_Directions_
Continue the account below of volunteering at the Celtic Studios flood shelter, starting after its final sentence.

_Excerpt provided_
┏━━
Since its doors opened and began taking in flood victims, Fr. Roldan has been tirelessly volunteering at the impromptu shelter in Celtic Studios. I went in with him yesterday after a clergy meeting in Baton Rouge and caught a glimpse of the important work he and other volunteers are doing.

When I first walked in to Celtic Studios, I was a little overwhelmed with the sheer number of people – thousands of displaced victims, hundreds of community volunteers, hundreds of personnel from the military, police, red cross, FEMA, Verizon, Duracell, Tide… All compressed into a slowly shuffling, shifting, sitting, sleeping sea – of people. Where does one even begin?

Yesterday, as I understand it, there was a small altercation between evacuees in one of the housing locations. (I actually think that with so many people staying together in one place, still reeling from the trauma and stress of the past week, it is amazing there aren’t more such incidents).

In a cot near the scuffle sat an elderly woman. “You might want to go check on that one,” Fr. Roldan was told, “she looks a little shaken up.”
┗━━
_Data under study_
┏━━
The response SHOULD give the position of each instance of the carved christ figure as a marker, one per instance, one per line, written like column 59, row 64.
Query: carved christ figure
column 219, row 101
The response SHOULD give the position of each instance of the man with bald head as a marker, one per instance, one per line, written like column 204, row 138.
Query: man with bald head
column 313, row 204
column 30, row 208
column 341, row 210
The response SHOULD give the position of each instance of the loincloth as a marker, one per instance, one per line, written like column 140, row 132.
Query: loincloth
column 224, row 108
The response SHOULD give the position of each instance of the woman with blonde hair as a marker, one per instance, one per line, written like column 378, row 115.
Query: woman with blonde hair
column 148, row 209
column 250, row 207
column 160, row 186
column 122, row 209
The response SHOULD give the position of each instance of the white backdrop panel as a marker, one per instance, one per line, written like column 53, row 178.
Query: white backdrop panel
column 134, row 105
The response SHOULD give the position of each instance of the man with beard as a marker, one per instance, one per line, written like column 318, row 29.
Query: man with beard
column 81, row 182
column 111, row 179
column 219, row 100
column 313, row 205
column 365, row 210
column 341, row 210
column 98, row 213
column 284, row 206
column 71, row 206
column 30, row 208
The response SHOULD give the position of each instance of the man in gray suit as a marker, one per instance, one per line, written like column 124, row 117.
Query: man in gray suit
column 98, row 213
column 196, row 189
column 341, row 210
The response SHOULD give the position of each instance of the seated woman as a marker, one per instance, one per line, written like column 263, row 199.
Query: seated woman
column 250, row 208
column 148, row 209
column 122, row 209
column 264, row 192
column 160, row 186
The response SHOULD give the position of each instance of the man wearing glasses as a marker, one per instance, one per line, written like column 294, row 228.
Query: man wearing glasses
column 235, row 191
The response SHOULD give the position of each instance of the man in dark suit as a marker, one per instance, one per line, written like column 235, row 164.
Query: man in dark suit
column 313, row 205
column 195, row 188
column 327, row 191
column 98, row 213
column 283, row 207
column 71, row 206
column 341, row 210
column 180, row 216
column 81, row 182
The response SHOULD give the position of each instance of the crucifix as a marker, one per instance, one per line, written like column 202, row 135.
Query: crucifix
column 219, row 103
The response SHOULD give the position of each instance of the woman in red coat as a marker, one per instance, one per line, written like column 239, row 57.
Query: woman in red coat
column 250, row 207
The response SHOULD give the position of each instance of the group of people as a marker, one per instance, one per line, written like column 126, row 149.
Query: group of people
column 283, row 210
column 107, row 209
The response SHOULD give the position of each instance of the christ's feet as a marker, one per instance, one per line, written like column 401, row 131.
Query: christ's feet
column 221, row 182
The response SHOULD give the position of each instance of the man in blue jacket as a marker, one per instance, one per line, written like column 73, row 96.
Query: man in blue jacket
┗━━
_Response to the task_
She had been in the shelter since it opened 4 days ago – no family nearby, no savings to speak of, and seemingly nowhere to go. Like so many others, she had lost everything – all her worldly possessions – soaked through and destroyed in the flood.

In the course of their conversation, Fr. Roldan (a trained clinical social worker) realized that she had already qualified for housing assistance, that there were state resources available to relocate her, and that there was no reason for her to be in the shelter aside from the need to submit the proper forms and documentation.

“Please, if you can, get me out of here.” She sounded desperate. “Please, please, I can’t stay here no more. Please get me out of here.” With a big smile and some jovial hand gestures, Fr. Roldan assured her: “Don’t worry, my friend, I will help you. I’m going to get you out of here.”

It took hours. Navigating red tape and bureaucracies like a ninja, by the end of the day she was out of the shelter and into a new apartment. She had only two pillows and a blanket from the shelter – no bed, no chairs, no dishes, cups, pots or pans – but she was grateful nonetheless just to have a place of her own. Fr. Roldan then put out the call and tonight she sleeps on a donated air-mattress and has some basic provisions to see her through the coming days. There’s still a ways to go, but this is at least a start.

With so many people in similar situations, so much unmet need, so much heartache and frustration – a case like [this] may seem only a drop in the bucket. And in the big picture, we may ask, what difference does such exhausting effort actually make? I suppose for the statistician, it’s true, it does not change grand totals very much. But for this woman, I am sure, it makes a world of difference.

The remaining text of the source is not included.